**WORK TO DO**
Return the whole listing, line for line, without the pictures in it.

== INFORMATION PROVIDED ==

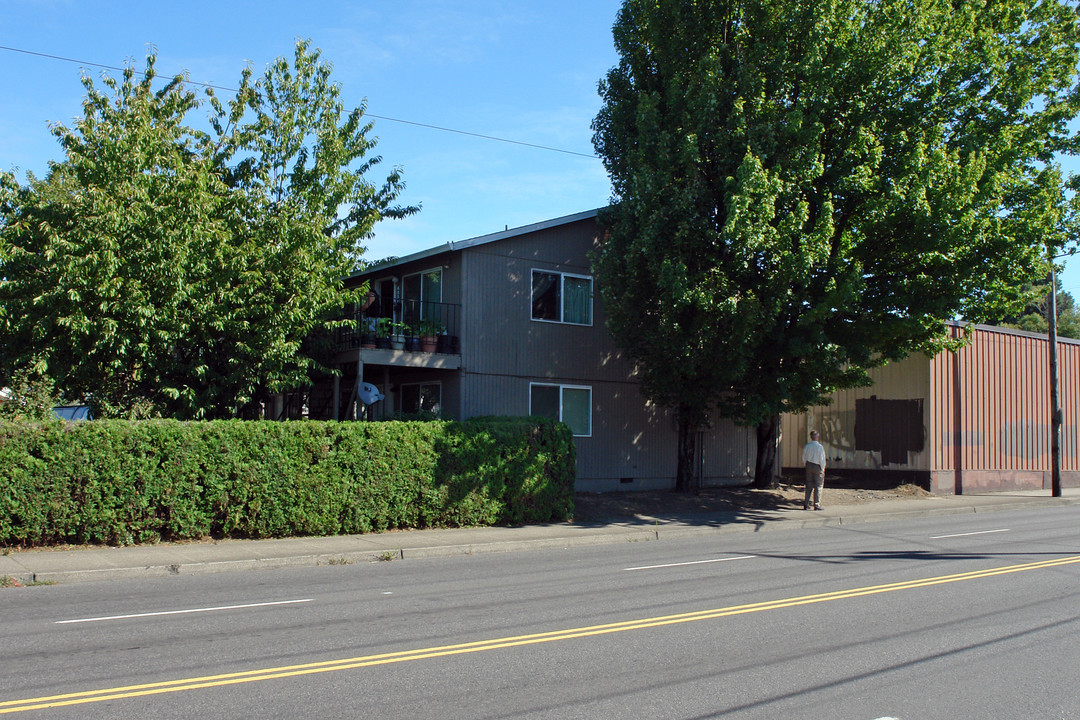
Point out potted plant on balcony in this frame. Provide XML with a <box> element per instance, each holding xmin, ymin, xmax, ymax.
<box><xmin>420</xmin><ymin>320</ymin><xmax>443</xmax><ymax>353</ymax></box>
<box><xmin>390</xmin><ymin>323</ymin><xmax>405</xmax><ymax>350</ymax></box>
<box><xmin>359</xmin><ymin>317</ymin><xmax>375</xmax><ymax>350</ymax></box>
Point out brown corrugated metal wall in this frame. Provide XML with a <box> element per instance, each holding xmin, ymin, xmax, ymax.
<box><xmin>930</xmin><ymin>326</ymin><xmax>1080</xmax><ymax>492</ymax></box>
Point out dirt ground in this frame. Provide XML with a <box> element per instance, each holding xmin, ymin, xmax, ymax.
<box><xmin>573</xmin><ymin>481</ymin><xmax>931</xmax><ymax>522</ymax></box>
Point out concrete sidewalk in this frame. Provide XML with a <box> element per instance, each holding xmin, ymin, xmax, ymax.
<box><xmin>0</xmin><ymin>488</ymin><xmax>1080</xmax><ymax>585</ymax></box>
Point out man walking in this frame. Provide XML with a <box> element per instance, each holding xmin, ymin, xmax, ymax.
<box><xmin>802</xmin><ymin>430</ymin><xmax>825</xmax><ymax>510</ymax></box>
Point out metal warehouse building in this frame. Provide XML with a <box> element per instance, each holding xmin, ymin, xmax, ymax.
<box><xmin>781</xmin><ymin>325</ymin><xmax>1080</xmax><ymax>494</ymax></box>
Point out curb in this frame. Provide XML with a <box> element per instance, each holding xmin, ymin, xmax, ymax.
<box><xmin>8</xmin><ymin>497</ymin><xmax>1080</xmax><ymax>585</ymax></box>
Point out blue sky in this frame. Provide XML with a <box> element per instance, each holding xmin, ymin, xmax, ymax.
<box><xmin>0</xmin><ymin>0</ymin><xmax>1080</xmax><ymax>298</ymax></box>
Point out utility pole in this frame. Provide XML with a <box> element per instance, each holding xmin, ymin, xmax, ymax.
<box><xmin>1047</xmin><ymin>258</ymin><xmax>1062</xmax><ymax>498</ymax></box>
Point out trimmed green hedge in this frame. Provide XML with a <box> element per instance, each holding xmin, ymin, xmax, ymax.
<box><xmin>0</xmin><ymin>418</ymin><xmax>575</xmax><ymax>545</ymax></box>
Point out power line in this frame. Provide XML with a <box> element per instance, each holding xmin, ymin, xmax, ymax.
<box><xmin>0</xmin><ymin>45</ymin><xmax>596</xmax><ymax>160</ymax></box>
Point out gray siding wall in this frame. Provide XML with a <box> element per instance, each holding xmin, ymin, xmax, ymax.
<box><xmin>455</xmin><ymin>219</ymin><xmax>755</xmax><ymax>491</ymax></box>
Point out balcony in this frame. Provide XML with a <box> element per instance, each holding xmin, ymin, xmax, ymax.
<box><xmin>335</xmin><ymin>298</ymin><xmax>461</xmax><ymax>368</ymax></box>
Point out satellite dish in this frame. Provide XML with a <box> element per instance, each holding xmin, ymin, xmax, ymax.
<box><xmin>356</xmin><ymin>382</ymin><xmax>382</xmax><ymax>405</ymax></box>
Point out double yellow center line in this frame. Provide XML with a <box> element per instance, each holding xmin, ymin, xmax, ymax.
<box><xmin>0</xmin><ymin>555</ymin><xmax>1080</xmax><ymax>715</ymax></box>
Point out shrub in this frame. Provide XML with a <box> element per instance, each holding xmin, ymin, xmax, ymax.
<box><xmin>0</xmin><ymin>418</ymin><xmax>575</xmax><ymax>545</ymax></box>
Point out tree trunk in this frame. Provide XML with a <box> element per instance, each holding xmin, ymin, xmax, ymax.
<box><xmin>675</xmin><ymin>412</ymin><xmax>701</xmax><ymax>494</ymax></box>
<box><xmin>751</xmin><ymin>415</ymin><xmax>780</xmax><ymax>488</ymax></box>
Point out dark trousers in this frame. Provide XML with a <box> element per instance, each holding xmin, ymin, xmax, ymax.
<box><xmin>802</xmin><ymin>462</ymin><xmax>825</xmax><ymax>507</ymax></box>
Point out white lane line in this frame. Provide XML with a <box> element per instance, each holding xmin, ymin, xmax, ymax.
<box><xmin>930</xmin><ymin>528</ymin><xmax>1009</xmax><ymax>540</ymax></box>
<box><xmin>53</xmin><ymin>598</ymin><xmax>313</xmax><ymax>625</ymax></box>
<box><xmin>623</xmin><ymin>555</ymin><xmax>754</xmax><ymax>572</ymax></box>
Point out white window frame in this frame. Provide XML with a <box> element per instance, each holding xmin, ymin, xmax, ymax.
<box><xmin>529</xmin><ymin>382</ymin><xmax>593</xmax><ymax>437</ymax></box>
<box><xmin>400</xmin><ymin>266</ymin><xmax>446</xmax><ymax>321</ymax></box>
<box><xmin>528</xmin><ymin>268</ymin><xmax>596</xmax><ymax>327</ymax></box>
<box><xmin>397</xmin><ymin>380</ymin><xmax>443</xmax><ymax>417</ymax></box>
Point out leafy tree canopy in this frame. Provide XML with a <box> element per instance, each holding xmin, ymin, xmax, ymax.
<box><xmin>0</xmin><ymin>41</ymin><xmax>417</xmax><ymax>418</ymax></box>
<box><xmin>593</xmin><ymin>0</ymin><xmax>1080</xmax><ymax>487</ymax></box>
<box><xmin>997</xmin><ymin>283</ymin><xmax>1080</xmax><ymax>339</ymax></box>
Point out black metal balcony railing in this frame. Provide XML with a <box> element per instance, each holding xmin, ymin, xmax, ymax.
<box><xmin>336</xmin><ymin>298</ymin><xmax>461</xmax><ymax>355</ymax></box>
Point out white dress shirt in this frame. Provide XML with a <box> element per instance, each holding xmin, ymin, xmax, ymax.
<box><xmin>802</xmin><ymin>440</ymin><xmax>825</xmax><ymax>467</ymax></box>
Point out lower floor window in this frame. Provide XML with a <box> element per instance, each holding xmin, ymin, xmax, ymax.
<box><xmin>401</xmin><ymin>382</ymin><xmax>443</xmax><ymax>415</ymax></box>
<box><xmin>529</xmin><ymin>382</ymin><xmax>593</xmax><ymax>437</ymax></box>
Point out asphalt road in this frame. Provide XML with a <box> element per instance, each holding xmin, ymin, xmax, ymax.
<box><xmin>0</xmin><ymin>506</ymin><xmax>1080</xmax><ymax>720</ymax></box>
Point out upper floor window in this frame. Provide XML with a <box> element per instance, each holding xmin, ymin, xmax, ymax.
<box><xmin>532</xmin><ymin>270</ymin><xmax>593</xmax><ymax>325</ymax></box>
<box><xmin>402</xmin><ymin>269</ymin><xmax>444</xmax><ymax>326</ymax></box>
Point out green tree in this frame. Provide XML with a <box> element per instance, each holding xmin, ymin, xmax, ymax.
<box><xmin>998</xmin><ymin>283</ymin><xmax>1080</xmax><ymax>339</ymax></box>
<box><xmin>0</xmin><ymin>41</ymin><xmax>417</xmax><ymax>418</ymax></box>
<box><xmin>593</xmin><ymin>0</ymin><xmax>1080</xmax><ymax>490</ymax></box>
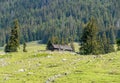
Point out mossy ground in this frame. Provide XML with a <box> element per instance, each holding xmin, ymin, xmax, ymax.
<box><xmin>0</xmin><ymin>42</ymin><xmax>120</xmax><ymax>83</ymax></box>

===

**ANSWER BELOW**
Point out potted plant on balcony in this frame. Provide XML with a <box> element per instance, each holding xmin, ymin, xmax, ymax.
<box><xmin>420</xmin><ymin>320</ymin><xmax>443</xmax><ymax>353</ymax></box>
<box><xmin>390</xmin><ymin>323</ymin><xmax>405</xmax><ymax>350</ymax></box>
<box><xmin>359</xmin><ymin>317</ymin><xmax>375</xmax><ymax>350</ymax></box>
Point out brown corrugated metal wall in this frame. Provide XML with a <box> element per instance, each holding xmin, ymin, xmax, ymax.
<box><xmin>930</xmin><ymin>326</ymin><xmax>1080</xmax><ymax>492</ymax></box>
Point out dirt ground in this frame. Provide XML with a <box> element per instance, each holding xmin, ymin, xmax, ymax.
<box><xmin>573</xmin><ymin>481</ymin><xmax>931</xmax><ymax>522</ymax></box>
Point out concrete sidewalk in this frame. Provide XML with a <box> element per instance, each holding xmin, ymin, xmax, ymax.
<box><xmin>0</xmin><ymin>488</ymin><xmax>1080</xmax><ymax>585</ymax></box>
Point out man walking in this frame. Provide XML with a <box> element per instance, each holding xmin, ymin, xmax, ymax.
<box><xmin>802</xmin><ymin>430</ymin><xmax>825</xmax><ymax>510</ymax></box>
Point out metal warehouse building in this frame. Provide XML with a <box> element per instance, each holding xmin, ymin, xmax, ymax.
<box><xmin>781</xmin><ymin>325</ymin><xmax>1080</xmax><ymax>494</ymax></box>
Point out curb in this frame. Provide XML with a <box> element per instance, each holding xmin, ymin, xmax, ymax.
<box><xmin>8</xmin><ymin>497</ymin><xmax>1080</xmax><ymax>585</ymax></box>
Point out blue sky in this frame. Provide XML with a <box> element per instance, each holding xmin, ymin, xmax, ymax.
<box><xmin>0</xmin><ymin>0</ymin><xmax>1080</xmax><ymax>298</ymax></box>
Point out utility pole in this frame. Provide XML with a <box> element per instance, each holding xmin, ymin, xmax, ymax.
<box><xmin>1047</xmin><ymin>258</ymin><xmax>1062</xmax><ymax>498</ymax></box>
Point out trimmed green hedge in this frame. Provide XML with a <box> element per instance, each holding xmin, ymin, xmax, ymax.
<box><xmin>0</xmin><ymin>418</ymin><xmax>575</xmax><ymax>545</ymax></box>
Point out power line in this frame. Provide XML with a <box> element per instance, each holding xmin, ymin, xmax, ymax.
<box><xmin>0</xmin><ymin>45</ymin><xmax>596</xmax><ymax>160</ymax></box>
Point out gray siding wall in this frame. Provide XML with a <box> element per instance, each holding xmin, ymin, xmax, ymax.
<box><xmin>455</xmin><ymin>219</ymin><xmax>755</xmax><ymax>491</ymax></box>
Point out balcony in this frame. Provide XML with a <box> element per instance, each holding xmin, ymin, xmax, ymax.
<box><xmin>335</xmin><ymin>298</ymin><xmax>461</xmax><ymax>368</ymax></box>
Point out satellite dish in this frame. Provide XML with a <box> element per instance, each holding xmin, ymin, xmax, ymax.
<box><xmin>356</xmin><ymin>382</ymin><xmax>382</xmax><ymax>405</ymax></box>
Point out double yellow center line in this frame. Provide XML with a <box> element per instance, each holding xmin, ymin, xmax, ymax.
<box><xmin>0</xmin><ymin>555</ymin><xmax>1080</xmax><ymax>715</ymax></box>
Point out shrub in this frame. Provide XML with a <box> element per instance, each holding xmin, ymin, xmax, ymax.
<box><xmin>0</xmin><ymin>418</ymin><xmax>575</xmax><ymax>545</ymax></box>
Point out tree trunk in this frame. Provide XML with a <box> element per instance, each holding xmin, ymin, xmax, ymax.
<box><xmin>675</xmin><ymin>412</ymin><xmax>701</xmax><ymax>494</ymax></box>
<box><xmin>751</xmin><ymin>415</ymin><xmax>780</xmax><ymax>488</ymax></box>
Point out dark trousers in this frame. Provide XML with a <box> element per instance, each holding xmin, ymin, xmax, ymax.
<box><xmin>802</xmin><ymin>462</ymin><xmax>825</xmax><ymax>507</ymax></box>
Point out white lane line in this frame. Provide XML with a <box> element per instance, each holding xmin, ymin, xmax, ymax.
<box><xmin>930</xmin><ymin>528</ymin><xmax>1009</xmax><ymax>540</ymax></box>
<box><xmin>53</xmin><ymin>598</ymin><xmax>313</xmax><ymax>625</ymax></box>
<box><xmin>623</xmin><ymin>555</ymin><xmax>754</xmax><ymax>572</ymax></box>
Point out white window frame in this frame. Provide XML with a <box> element per instance, each holding xmin, ymin, xmax, ymax.
<box><xmin>529</xmin><ymin>382</ymin><xmax>593</xmax><ymax>437</ymax></box>
<box><xmin>400</xmin><ymin>266</ymin><xmax>446</xmax><ymax>321</ymax></box>
<box><xmin>528</xmin><ymin>268</ymin><xmax>596</xmax><ymax>327</ymax></box>
<box><xmin>397</xmin><ymin>380</ymin><xmax>443</xmax><ymax>417</ymax></box>
Point out leafy tree canopy in this frame. Provide XML with a <box> element per instance, each holding xmin, ymin, xmax, ymax.
<box><xmin>0</xmin><ymin>41</ymin><xmax>417</xmax><ymax>418</ymax></box>
<box><xmin>593</xmin><ymin>0</ymin><xmax>1080</xmax><ymax>487</ymax></box>
<box><xmin>997</xmin><ymin>283</ymin><xmax>1080</xmax><ymax>339</ymax></box>
Point out black metal balcony railing in this frame. Provide XML with a <box> element per instance, each holding xmin, ymin, xmax, ymax.
<box><xmin>336</xmin><ymin>298</ymin><xmax>461</xmax><ymax>355</ymax></box>
Point out white dress shirt in this frame. Provide XML with a <box> element per instance, each holding xmin, ymin, xmax, ymax.
<box><xmin>802</xmin><ymin>440</ymin><xmax>825</xmax><ymax>467</ymax></box>
Point out lower floor window in this frame. Provide XML with a <box> element per instance, each holding xmin, ymin, xmax, ymax.
<box><xmin>401</xmin><ymin>382</ymin><xmax>443</xmax><ymax>415</ymax></box>
<box><xmin>529</xmin><ymin>382</ymin><xmax>593</xmax><ymax>437</ymax></box>
Point out asphalt road in this frame. Provide XML with a <box> element per instance, each holding xmin, ymin, xmax, ymax.
<box><xmin>0</xmin><ymin>506</ymin><xmax>1080</xmax><ymax>720</ymax></box>
Point out upper floor window in this frame. Provide XML with a <box> element per instance, each holding xmin, ymin, xmax, ymax.
<box><xmin>532</xmin><ymin>270</ymin><xmax>593</xmax><ymax>325</ymax></box>
<box><xmin>402</xmin><ymin>269</ymin><xmax>444</xmax><ymax>326</ymax></box>
Point out green tree in this frame. Provide XML with a <box> element per instance, each holding xmin, ymin, xmax, ymax.
<box><xmin>998</xmin><ymin>283</ymin><xmax>1080</xmax><ymax>339</ymax></box>
<box><xmin>0</xmin><ymin>41</ymin><xmax>417</xmax><ymax>418</ymax></box>
<box><xmin>593</xmin><ymin>0</ymin><xmax>1080</xmax><ymax>490</ymax></box>
Point out mossy ground in this frame. Provide XML with a <box> element per instance, each holding xmin, ymin, xmax, ymax.
<box><xmin>0</xmin><ymin>42</ymin><xmax>120</xmax><ymax>83</ymax></box>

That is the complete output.